• [Objectif a]:
Montrez toutes les lignes des entrées ci-dessous où figure le mot « roof ».

• [Extrait fourni]:
--

L'absence de mode "Histoire", fût-il l'apanage des crus portables, avait été largement critiquée dans les dernières éditions, aux arrières-goûts plus ou moins prononcés d'inachevés d'ailleurs. Fort de son prestigieux (mais lointain) passif en matière de RPG, Camelot se fend donc d'un mode "aventure" qui débute avant même de pouvoir accéder au menu principal, porté par les musiques de Motoi Sakuraba.

Une sombre intrigue de "Rakhet" antique maudite, de facétieux sbires tombés sous son emprise et des gemmes disséminées aux quatre coins du monde, le tout narré par le bien nommé Oservis accompagné d'une courte cinématique en guise de préambule, l'intention est là, indéniablement. L'inspiration... moins. Ainsi l'espoir de plonger dans une grande épopée tennistique ne tarde pas à s'estomper, puisqu'au delà de twists scénaristiques aussi rares que navrants - y compris pour les aficionados du sportif moustachu redevenu plombier - ce bref périple réservé à Mario se résume à suivre un chemin balisé, dont les quelques détours ne servent qu'à se livrer aux défis optionnels, dans l'optique de glaner de l'expérience et des raquettes supplémentaires dotées de caractéristiques supérieures, sans réelle utilité à terme.

--

• [Entrées de données]:

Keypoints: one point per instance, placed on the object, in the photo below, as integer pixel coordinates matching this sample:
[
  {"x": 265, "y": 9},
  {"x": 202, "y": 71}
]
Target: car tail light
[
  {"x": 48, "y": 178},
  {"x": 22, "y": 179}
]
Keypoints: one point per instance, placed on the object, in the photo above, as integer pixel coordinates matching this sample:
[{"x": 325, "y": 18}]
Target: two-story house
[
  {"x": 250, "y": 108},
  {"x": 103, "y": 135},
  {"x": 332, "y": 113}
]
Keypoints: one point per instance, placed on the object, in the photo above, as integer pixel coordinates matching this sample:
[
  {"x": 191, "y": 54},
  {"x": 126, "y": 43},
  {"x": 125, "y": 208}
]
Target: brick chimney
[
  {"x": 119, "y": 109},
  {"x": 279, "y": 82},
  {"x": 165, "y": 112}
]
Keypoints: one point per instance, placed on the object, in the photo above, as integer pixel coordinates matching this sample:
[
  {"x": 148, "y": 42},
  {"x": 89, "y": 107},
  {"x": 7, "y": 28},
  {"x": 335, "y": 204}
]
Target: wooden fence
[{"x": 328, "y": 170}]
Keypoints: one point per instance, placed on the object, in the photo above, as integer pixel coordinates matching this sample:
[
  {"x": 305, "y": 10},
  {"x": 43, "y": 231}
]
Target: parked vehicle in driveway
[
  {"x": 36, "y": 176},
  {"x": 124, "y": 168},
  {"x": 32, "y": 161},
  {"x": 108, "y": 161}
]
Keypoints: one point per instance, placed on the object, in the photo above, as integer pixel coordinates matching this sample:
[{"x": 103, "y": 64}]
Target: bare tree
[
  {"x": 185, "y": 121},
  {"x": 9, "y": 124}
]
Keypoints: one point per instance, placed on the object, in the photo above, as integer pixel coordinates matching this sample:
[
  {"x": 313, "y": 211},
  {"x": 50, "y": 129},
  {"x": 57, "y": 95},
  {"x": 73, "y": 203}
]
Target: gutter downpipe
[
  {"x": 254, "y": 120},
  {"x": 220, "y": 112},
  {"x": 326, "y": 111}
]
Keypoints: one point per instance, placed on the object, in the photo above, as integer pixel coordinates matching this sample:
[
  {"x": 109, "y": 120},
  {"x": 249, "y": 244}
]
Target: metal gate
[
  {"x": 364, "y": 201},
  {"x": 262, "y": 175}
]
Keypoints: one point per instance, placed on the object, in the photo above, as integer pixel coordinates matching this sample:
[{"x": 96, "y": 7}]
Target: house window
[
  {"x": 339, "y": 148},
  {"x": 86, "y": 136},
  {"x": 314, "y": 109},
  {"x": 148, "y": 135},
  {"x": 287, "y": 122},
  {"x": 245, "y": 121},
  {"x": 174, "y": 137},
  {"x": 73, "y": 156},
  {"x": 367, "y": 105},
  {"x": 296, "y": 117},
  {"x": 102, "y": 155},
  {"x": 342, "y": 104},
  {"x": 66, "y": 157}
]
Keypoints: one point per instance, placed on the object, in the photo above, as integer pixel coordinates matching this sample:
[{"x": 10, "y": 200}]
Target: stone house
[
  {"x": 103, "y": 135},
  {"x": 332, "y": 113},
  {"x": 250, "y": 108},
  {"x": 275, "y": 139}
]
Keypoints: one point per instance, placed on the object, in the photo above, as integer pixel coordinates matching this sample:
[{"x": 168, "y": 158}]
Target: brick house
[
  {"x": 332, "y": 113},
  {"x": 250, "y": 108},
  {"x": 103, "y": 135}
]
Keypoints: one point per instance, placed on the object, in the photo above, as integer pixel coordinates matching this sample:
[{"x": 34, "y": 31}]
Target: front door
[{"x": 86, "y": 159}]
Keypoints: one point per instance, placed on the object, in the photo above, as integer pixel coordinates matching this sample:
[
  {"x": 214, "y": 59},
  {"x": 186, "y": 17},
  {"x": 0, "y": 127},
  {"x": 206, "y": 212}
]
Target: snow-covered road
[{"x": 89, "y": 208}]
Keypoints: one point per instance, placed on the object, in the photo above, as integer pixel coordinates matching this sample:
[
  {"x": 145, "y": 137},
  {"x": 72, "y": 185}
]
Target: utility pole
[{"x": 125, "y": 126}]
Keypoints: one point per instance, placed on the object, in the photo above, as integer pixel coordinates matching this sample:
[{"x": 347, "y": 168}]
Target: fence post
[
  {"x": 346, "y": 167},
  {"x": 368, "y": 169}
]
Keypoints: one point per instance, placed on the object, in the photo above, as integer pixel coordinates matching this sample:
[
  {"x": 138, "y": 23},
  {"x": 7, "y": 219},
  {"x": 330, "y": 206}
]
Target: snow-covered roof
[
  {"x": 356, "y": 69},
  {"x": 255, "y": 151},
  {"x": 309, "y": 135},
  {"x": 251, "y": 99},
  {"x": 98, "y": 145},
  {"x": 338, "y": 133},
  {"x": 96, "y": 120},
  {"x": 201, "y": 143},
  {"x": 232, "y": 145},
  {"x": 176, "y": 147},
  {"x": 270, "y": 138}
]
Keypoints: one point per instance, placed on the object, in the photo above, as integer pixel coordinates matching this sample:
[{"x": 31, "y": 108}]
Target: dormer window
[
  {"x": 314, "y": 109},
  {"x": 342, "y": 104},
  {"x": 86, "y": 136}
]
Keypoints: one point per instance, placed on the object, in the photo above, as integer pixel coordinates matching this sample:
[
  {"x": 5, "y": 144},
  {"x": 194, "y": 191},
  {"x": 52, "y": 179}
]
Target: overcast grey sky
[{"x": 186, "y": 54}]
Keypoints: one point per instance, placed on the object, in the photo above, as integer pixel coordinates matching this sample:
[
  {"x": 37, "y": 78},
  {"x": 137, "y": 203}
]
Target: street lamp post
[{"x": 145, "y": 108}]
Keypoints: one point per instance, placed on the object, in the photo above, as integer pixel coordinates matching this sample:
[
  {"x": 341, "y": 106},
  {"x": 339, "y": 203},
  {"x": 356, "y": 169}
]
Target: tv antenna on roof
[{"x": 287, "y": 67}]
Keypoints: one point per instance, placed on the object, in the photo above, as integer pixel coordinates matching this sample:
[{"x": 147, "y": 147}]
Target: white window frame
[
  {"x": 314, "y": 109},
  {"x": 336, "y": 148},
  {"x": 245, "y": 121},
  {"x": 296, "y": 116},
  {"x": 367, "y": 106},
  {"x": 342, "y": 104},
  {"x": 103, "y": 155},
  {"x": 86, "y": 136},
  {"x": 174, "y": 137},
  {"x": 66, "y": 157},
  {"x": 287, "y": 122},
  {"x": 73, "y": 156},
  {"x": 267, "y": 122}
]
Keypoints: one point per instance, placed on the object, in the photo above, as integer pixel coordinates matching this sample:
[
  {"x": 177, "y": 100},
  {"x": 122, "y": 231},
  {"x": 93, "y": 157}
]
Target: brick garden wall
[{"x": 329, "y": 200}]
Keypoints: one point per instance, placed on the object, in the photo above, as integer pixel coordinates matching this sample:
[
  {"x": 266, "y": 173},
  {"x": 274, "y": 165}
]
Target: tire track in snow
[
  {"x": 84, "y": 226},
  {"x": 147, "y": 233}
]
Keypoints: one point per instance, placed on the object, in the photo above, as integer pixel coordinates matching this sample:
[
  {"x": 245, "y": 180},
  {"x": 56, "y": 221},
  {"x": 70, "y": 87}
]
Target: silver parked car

--

• [Objectif b]:
Transcrivez sans rien modifier le passage de l'extrait fourni ci-dessus, en commençant par « L'absence de mode » et en poursuivant jusqu'à « de Motoi Sakuraba. ».

• [Réponse a]:
Target: snow-covered roof
Target: tv antenna on roof

• [Réponse b]:
L'absence de mode "Histoire", fût-il l'apanage des crus portables, avait été largement critiquée dans les dernières éditions, aux arrières-goûts plus ou moins prononcés d'inachevés d'ailleurs. Fort de son prestigieux (mais lointain) passif en matière de RPG, Camelot se fend donc d'un mode "aventure" qui débute avant même de pouvoir accéder au menu principal, porté par les musiques de Motoi Sakuraba.